Exercise details | Copy out the stretch of the data below word for word, from the line that contains "I would be grateful if you could tag the concrete" through the last line of the data.

Stored data entries:
──────

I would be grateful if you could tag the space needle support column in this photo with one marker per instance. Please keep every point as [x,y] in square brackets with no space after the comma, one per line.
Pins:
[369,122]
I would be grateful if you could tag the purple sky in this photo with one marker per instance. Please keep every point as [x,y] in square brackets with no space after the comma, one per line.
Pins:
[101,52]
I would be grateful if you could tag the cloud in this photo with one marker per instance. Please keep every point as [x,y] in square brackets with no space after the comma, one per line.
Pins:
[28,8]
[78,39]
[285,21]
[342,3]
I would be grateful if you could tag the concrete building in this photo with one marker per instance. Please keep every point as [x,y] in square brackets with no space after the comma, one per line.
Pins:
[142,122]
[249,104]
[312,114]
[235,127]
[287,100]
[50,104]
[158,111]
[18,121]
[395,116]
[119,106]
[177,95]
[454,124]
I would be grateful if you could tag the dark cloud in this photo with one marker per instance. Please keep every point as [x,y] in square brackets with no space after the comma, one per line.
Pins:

──────

Solution to the problem |
I would be grateful if you could tag the concrete building in this photo with one marker per instance. Please keep every point as [x,y] in square brackets with no space after the comma, one per line.
Pins:
[142,122]
[249,104]
[312,114]
[235,127]
[287,100]
[50,104]
[158,111]
[18,121]
[395,116]
[119,106]
[177,95]
[454,124]
I would be grateful if you could tag the dark cloud in this photo with one marker per instance. Please keep every point as [x,y] in square brackets with no space after the comma, one per line.
Pins:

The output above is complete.